LOIS ANN KUDLICKI, PLAINTIFF,
v.
MDMA, INC., D/B/A EVANSTON TOYOTA, DEFENDANT. MDMA, INC., D/B/A EVANSTON TOYOTA, THIRD-PARTY PLAINTIFF,
v.
PRIME MARKET TARGETING, INC., A/K/A PMT ADVERTISING, AND GREG SUAZA, D/B/A AVALON MARKETING, THIRD-PARTY DEFENDANT.



The opinion of the court was delivered by: Amy J. St. Eve, District Court Judge

MEMORANDUM OPINION AND ORDER

Before the Court is Third-Party Defendant Prime Market Targeting, Inc., a/k/a PMT Advertising's ("PMT") Motion to Dismiss Counts I, IV, V, and VI of MDMA, Inc., d/b/a Evanston Toyota's ("MDMA") First Amended Third-Party Complaint pursuant to Federal Rule of Civil Procedure 12(b)(6). For the reasons discussed below, the Court grants in part and denies in part PMT's motion.

**TASK DESCRIPTION**
Please print the court opinion excerpt from "MEMORANDUM OPINION AND" to "part PMT's motion.". Work only from the court opinion excerpt.

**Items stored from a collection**
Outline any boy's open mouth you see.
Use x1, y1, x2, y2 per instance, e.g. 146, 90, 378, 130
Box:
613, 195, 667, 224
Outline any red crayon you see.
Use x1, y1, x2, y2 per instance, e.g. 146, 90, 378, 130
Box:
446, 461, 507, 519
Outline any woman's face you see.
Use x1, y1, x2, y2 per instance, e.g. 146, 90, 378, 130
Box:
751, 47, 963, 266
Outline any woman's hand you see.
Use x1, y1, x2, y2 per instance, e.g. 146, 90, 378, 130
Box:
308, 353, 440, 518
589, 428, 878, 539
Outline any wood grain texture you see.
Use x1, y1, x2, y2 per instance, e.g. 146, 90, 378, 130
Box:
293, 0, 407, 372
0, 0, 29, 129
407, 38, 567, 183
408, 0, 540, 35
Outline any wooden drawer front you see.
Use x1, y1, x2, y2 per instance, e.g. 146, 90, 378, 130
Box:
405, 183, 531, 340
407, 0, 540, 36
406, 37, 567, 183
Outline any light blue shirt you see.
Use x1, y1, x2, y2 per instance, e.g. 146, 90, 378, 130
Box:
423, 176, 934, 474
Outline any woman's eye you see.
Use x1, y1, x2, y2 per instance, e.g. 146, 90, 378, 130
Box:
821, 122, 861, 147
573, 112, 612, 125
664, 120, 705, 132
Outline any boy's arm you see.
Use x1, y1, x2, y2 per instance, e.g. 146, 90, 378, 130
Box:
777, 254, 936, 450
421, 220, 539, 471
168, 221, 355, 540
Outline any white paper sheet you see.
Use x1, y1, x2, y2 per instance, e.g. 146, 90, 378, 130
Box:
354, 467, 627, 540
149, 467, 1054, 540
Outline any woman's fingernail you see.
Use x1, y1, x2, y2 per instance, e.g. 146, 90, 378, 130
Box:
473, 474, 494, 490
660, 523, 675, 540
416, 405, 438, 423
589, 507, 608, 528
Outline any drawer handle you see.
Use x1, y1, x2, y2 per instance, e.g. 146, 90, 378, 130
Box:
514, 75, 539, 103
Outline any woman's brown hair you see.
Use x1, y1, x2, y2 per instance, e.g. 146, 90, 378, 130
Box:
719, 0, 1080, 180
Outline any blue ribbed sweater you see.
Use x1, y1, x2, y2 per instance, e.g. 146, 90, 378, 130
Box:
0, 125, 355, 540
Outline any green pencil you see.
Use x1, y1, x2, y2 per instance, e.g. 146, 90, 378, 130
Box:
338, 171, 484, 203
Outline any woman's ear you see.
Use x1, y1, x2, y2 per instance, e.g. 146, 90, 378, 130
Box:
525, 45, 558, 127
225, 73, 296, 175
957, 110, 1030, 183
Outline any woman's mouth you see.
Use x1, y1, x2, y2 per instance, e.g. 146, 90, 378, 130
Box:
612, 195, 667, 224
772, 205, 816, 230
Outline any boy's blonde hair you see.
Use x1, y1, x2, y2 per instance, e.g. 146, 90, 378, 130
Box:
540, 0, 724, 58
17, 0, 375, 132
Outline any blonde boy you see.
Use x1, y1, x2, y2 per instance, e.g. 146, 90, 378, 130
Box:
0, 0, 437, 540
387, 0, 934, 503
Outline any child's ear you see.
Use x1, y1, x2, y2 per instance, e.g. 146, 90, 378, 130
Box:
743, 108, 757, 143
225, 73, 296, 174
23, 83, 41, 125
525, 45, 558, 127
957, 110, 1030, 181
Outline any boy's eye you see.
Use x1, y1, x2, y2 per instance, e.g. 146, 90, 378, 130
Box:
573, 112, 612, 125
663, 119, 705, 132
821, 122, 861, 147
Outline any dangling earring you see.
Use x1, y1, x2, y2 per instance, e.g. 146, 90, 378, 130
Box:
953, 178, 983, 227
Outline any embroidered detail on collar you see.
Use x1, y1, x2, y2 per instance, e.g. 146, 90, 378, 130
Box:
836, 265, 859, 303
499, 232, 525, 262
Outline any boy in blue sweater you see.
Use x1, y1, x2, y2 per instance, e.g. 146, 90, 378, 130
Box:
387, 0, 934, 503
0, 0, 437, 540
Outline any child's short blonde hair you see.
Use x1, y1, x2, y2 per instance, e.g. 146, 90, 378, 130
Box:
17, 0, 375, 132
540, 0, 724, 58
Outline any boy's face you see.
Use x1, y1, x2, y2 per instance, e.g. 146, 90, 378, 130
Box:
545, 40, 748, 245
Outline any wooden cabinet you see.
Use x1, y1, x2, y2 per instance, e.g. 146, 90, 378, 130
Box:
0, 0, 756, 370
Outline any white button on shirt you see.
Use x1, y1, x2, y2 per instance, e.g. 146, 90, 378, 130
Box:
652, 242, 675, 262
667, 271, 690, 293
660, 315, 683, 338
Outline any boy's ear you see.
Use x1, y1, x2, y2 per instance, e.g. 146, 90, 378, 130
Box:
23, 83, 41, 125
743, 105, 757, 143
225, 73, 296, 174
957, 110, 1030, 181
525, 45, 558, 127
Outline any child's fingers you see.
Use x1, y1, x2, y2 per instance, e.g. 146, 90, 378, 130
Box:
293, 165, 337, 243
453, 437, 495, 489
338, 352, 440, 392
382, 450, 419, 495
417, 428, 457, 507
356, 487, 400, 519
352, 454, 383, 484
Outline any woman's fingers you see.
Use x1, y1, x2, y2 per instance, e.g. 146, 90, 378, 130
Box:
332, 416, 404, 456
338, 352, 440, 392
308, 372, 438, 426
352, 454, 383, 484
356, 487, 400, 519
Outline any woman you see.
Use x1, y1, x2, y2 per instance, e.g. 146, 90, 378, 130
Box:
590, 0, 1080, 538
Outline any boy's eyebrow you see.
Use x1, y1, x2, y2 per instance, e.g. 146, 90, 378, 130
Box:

**RESULT BELOW**
MEMORANDUM OPINION AND ORDER

Before the Court is Third-Party Defendant Prime Market Targeting, Inc., a/k/a PMT Advertising's ("PMT") Motion to Dismiss Counts I, IV, V, and VI of MDMA, Inc., d/b/a Evanston Toyota's ("MDMA") First Amended Third-Party Complaint pursuant to Federal Rule of Civil Procedure 12(b)(6). For the reasons discussed below, the Court grants in part and denies in part PMT's motion.